## Exercise objective
Quote the entries in full, character for character, without their images.

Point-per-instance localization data
◇ ◇ ◇ ◇
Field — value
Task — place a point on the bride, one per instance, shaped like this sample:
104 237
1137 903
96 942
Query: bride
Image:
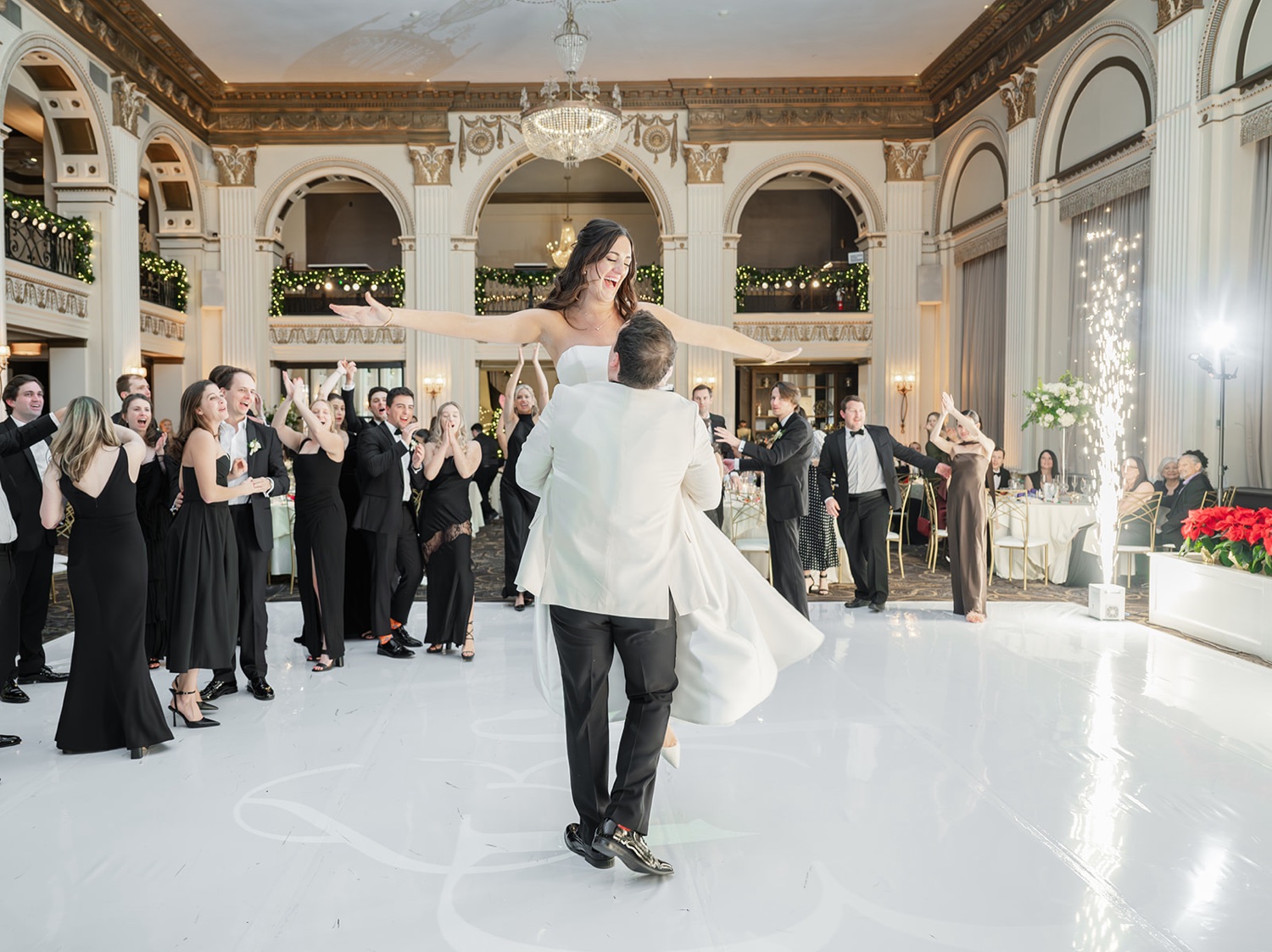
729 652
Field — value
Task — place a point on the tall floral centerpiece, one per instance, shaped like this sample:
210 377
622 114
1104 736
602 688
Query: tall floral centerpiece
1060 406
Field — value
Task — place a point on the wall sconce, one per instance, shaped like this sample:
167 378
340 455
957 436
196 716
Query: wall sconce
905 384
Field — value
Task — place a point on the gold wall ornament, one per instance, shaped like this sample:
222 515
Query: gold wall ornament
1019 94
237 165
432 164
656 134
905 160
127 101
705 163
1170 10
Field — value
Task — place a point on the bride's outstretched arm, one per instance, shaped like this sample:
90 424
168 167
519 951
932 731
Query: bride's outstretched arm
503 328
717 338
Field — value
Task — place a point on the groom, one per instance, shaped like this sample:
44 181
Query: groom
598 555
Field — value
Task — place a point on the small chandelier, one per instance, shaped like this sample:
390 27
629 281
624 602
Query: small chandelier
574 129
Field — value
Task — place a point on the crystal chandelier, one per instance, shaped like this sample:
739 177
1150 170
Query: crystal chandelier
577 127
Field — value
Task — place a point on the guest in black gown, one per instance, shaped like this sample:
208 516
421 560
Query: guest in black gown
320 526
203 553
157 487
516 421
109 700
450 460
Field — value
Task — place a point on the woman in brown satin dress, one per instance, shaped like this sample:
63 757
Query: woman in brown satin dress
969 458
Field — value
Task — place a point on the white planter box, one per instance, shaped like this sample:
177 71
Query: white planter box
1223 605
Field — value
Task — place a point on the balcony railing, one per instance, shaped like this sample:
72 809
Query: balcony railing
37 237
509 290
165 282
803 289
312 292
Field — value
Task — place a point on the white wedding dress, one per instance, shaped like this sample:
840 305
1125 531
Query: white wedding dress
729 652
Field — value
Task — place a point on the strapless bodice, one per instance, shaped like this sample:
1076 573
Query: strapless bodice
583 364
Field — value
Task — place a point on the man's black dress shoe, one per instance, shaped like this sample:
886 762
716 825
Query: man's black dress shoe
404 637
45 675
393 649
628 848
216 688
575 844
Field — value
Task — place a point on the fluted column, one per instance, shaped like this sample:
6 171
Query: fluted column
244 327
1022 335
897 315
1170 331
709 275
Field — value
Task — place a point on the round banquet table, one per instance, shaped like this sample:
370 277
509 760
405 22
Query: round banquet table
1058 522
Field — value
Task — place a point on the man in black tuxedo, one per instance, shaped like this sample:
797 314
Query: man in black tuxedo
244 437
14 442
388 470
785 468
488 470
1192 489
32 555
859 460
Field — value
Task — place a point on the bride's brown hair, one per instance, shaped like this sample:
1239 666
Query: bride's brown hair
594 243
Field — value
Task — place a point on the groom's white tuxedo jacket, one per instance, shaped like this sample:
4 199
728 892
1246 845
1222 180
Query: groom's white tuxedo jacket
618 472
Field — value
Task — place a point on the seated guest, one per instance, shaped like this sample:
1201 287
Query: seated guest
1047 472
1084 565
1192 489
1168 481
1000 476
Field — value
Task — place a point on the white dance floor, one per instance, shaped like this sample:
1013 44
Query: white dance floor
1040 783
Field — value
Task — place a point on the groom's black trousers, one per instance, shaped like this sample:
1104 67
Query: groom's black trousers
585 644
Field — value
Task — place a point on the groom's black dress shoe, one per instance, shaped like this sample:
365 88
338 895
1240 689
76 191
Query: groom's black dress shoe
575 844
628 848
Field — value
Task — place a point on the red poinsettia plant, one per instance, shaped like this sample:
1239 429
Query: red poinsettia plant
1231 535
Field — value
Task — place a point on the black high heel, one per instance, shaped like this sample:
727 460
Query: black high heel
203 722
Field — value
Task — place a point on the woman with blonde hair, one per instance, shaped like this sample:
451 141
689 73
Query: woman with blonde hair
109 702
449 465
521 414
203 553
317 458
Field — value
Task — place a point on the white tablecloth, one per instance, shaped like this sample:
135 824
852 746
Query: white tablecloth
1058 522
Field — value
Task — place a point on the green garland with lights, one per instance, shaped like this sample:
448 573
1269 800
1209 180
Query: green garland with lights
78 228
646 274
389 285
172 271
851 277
◇ ◇ ◇ ◇
## Response
Field — value
Task — place a point on the bride, one per instance, shaped like this sample:
104 237
1137 903
96 942
Query: bride
Image:
729 652
Field — value
Task — place a point on the tall floral centerpiece, one per instance, shaped like this sample:
210 377
622 114
1104 736
602 688
Query: tall floral centerpiece
1060 406
Field — value
Task — place a point on the wall sconce, one per instance, shaped like this sample:
167 378
340 455
957 436
196 716
Query: wall sconce
905 384
Field — value
Task — place a point on the gold wall ornament, one per instance, shaped like this sample:
222 515
Query: gold wall ornament
1019 94
237 165
432 164
656 134
905 160
127 101
705 163
1170 10
Field — value
Task — place a point on the bride's outstretched arm, one per instance, shaped like this sample:
90 424
168 167
519 951
932 731
Query: bride's outstretched arm
503 328
717 338
Field — value
Task — place a point on the groom, one per instance, shaped like this sample:
44 181
Query: groom
598 555
Field — value
Task — place a point on the small chandelier, one per instance, shaped like this sample:
390 27
629 281
624 602
Query: small chandelier
574 129
Field — value
Task — place a point on the crystal chandelier, one per instance, shaped like this sample:
739 177
1150 170
Query: crystal chandelier
577 127
Field — value
Task — place a point on the guest in black gown, one per instance, shaped like this sample:
208 516
421 560
Query: guest in black gown
320 526
203 553
157 487
516 421
109 700
450 460
Field — value
Task — place a point on the woman in brown satin dress, one per instance, shaped like this sample:
63 757
Query: woman in brown satin dress
969 458
Field — value
Task — place a point on the white planter box, one per instance, shaped like this sample:
177 71
Query: white planter box
1223 605
Field — value
Task — place a point on the balcony railing, one per instance, shaped like this sample:
72 809
Query: balcony railing
37 237
509 290
165 282
803 289
312 292
Field — value
Task — place a point on the white wedding dress, one per instance, shaped like this sample:
840 305
1125 531
Query: white wedding dress
729 652
Field — value
Task — place a point on the strapless bodice, one per instance, shaped like this sample:
1076 573
Query: strapless bodice
583 364
Field — value
Task — place a point on the man's black dress shoe, one per instance, shaped like this sample:
886 762
716 825
Query: man's black dress shoe
404 637
45 675
393 649
628 848
216 688
575 844
Field — value
Task — place a point on the fluted column, one per instance, shaped like this sample:
6 171
Query: fluted column
244 327
1022 335
897 315
1170 331
709 275
Field — value
Task — place a point on the round banquet table, one per instance, shaped like this sample:
370 277
509 760
405 22
Query: round banquet table
1058 522
Field — value
Task — place a point on the man in black tuxedo, one per instance, shaped like this sample:
797 314
Query: man in black tuxedo
244 437
14 442
388 470
785 468
488 470
1192 489
32 555
859 460
Field — value
Task — place a point on the bride's brown hair, one per instance, shaped like this sample:
1239 666
Query: bride's brown hair
594 243
Field — value
Task — place a point on the groom's white tuxedo jacket, one per instance, shaped like this sample:
4 199
728 892
1246 845
1222 180
Query: groom's white tuxedo jacket
618 472
Field — value
Task — place a point on the seated guest, one per instance, shaped like this sample:
1201 287
Query: seated guest
1047 472
1084 565
1192 489
1168 481
1000 476
Field — value
Task — place a point on the white dance floor, one per instance, shaped like this sample:
1013 44
Query: white dance floor
1040 783
Field — value
Task — place a point on the groom's black trousers, one per instance, shaped like this sample:
1104 67
Query: groom's black trousers
585 644
Field — value
Task — place a point on the groom's black dress shoe, one per instance, shaped like this sample:
365 88
338 895
1240 689
76 191
Query: groom's black dress shoe
575 844
628 848
Field — value
Task — place a point on the red poinsettia plant, one per instance, shaped like this sample:
1239 429
Query: red poinsettia plant
1231 535
Field — value
Task — place a point on the black high heel, one per instance, shaped like this sample:
727 460
Query: black high heel
203 722
Field — value
Task — place a point on the woman with blonde hair, one per instance, shaped like this sample:
451 141
689 73
Query: woman with blonde hair
109 702
449 465
521 414
203 553
317 458
Field — value
Task — place a point on the white tablecloth, one per instance, shaped like this sample:
135 824
852 746
Query: white tablecloth
1058 522
Field — value
Task — place a point on the green garland with lights, one per instance, shaped like this sample:
448 573
1269 800
1209 180
Query: green garland with lights
78 228
646 274
389 285
172 271
851 277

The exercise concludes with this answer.